EXERCISE PASSAGE:
____________________
This skill manages and uses local Ollama models for inference, embeddings, and integrated tool use. It provides CLI and script helpers for listing, pulling, removing, showing models, chatting, generating completions, and producing embeddings. It also supports OpenClaw sub-agent spawning and multi-agent patterns for collaborative tasks. Use it to run local LLM workflows without cloud dependencies.

How this skill works

The skill talks to an Ollama daemon (default http://localhost:11434) via environment-configured host or direct API calls. It wraps common operations—list, pull, remove, show models—and exposes chat, generate, and embed commands plus a tool loop for function-calling models. For multi-agent or persistent sessions, it spawns OpenClaw sub-agents using model paths like ollama/<model-name> and coordinates tool-enabled interactions.

When to use it

You need local inference or embeddings without relying on cloud APIs.
____________________
GIVEN RECORDS:
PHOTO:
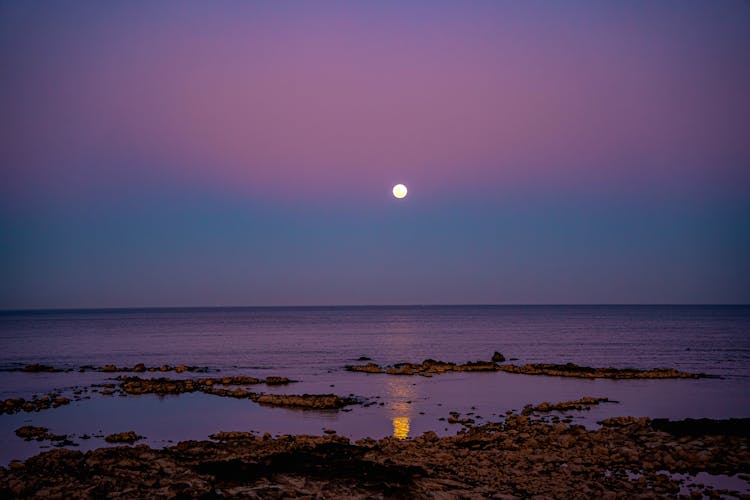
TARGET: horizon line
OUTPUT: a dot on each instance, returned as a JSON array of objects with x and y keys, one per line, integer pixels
[{"x": 369, "y": 306}]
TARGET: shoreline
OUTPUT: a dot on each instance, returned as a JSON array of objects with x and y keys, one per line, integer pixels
[{"x": 518, "y": 457}]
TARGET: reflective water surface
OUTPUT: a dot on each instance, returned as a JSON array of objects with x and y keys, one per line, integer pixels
[{"x": 312, "y": 345}]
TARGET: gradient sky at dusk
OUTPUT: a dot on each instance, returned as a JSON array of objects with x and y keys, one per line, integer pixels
[{"x": 243, "y": 153}]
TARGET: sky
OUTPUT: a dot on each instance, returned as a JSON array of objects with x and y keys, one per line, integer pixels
[{"x": 243, "y": 153}]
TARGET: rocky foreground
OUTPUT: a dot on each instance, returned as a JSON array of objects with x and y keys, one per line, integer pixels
[
  {"x": 520, "y": 457},
  {"x": 430, "y": 367}
]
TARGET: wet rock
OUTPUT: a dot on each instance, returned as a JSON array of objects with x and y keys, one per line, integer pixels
[
  {"x": 15, "y": 405},
  {"x": 703, "y": 426},
  {"x": 584, "y": 403},
  {"x": 234, "y": 435},
  {"x": 309, "y": 401},
  {"x": 277, "y": 381},
  {"x": 520, "y": 457},
  {"x": 431, "y": 366},
  {"x": 516, "y": 458},
  {"x": 573, "y": 370},
  {"x": 29, "y": 432},
  {"x": 368, "y": 368},
  {"x": 37, "y": 368},
  {"x": 129, "y": 437},
  {"x": 624, "y": 421}
]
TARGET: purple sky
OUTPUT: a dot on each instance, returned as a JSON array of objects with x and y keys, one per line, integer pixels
[{"x": 242, "y": 153}]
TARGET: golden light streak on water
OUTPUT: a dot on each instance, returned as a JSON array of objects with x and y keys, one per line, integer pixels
[{"x": 401, "y": 427}]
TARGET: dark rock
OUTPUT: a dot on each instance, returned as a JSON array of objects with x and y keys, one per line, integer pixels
[
  {"x": 497, "y": 357},
  {"x": 123, "y": 437},
  {"x": 703, "y": 426}
]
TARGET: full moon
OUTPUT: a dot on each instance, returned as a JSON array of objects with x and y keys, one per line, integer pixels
[{"x": 399, "y": 191}]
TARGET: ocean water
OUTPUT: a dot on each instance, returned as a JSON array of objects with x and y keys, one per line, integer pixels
[{"x": 312, "y": 345}]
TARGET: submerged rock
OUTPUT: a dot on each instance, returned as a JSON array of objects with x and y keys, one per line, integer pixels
[
  {"x": 123, "y": 437},
  {"x": 517, "y": 458},
  {"x": 430, "y": 366},
  {"x": 584, "y": 403},
  {"x": 309, "y": 401},
  {"x": 573, "y": 370},
  {"x": 15, "y": 405},
  {"x": 36, "y": 368}
]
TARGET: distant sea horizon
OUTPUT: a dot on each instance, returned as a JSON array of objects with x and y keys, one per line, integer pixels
[{"x": 371, "y": 306}]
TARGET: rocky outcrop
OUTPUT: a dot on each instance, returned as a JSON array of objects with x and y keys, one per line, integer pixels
[
  {"x": 141, "y": 367},
  {"x": 36, "y": 368},
  {"x": 129, "y": 437},
  {"x": 307, "y": 401},
  {"x": 430, "y": 367},
  {"x": 584, "y": 403},
  {"x": 498, "y": 357},
  {"x": 29, "y": 432},
  {"x": 218, "y": 387},
  {"x": 427, "y": 368},
  {"x": 14, "y": 405},
  {"x": 520, "y": 457},
  {"x": 164, "y": 386},
  {"x": 573, "y": 370}
]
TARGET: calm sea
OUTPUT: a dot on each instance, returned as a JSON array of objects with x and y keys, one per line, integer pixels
[{"x": 313, "y": 345}]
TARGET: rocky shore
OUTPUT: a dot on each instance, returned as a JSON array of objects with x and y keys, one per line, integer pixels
[
  {"x": 138, "y": 368},
  {"x": 216, "y": 386},
  {"x": 15, "y": 405},
  {"x": 430, "y": 367},
  {"x": 517, "y": 458}
]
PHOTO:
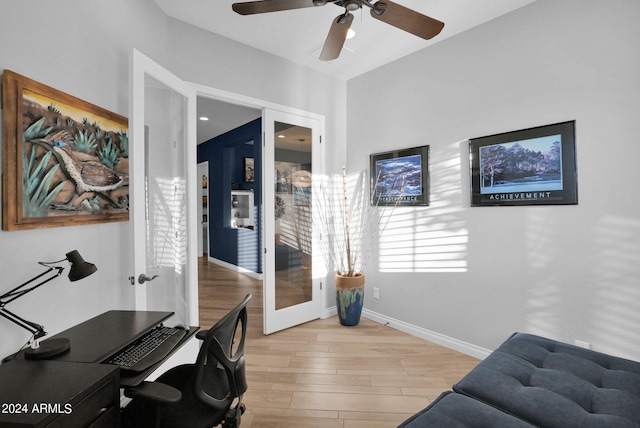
____________________
ASSIGNED TASK 1:
Copy the passage of the Ollama skill description starting at "This skill manages" and ending at "coordinates tool-enabled interactions.", swapping "daemon" for "server".
ASSIGNED TASK 2:
Write the next part of the Ollama skill description, picking up after its last sentence.

EXERCISE ANSWER 1:
This skill manages and uses local Ollama models for inference, embeddings, and integrated tool use. It provides CLI and script helpers for listing, pulling, removing, showing models, chatting, generating completions, and producing embeddings. It also supports OpenClaw sub-agent spawning and multi-agent patterns for collaborative tasks. Use it to run local LLM workflows without cloud dependencies.

How this skill works

The skill talks to an Ollama server (default http://localhost:11434) via environment-configured host or direct API calls. It wraps common operations—list, pull, remove, show models—and exposes chat, generate, and embed commands plus a tool loop for function-calling models. For multi-agent or persistent sessions, it spawns OpenClaw sub-agents using model paths like ollama/<model-name> and coordinates tool-enabled interactions.

EXERCISE ANSWER 2:
Managing model lifecycle (list, pull, remove, inspect) on a local Ollama host.
Running tool-enabled conversations or function-calling workflows locally.
Spawning sub-agents for parallel or collaborative tasks (think tank pattern).
Integrating Ollama models into custom scripts or CI pipelines via direct API calls.

Best practices

Set OLLAMA_HOST environment variable to point to your Ollama server before running commands.
Start with smaller models (7b, 4b) for development; move to larger models only after verifying VRAM and performance.
Use the tool loop for workflows that require model-driven tool invocation and iterative calls.
Verify firewall and port 11434 access for remote Ollama hosts and ensure ollama serve is running.
Use explicit model tags (e.g., qwen3:4b) and the ollama/<model-name> path when spawning OpenClaw sub-agents.

Example use cases

Pull and run a local 8b model for offline chat and code review tasks.
Generate embeddings from documents for a private semantic search index.
Spawn three specialized sub-agents (architect, coder, reviewer) to collaboratively design and implement a feature.
Use the tool-enabled loop to let a model search, fetch results, and synthesize a summary.
Integrate Ollama chat or generate endpoints into a local web app via simple curl or script calls.

FAQ

How do I change the Ollama host?

Set the OLLAMA_HOST environment variable to the server URL (for example export OLLAMA_HOST="http://192.168.1.100:11434").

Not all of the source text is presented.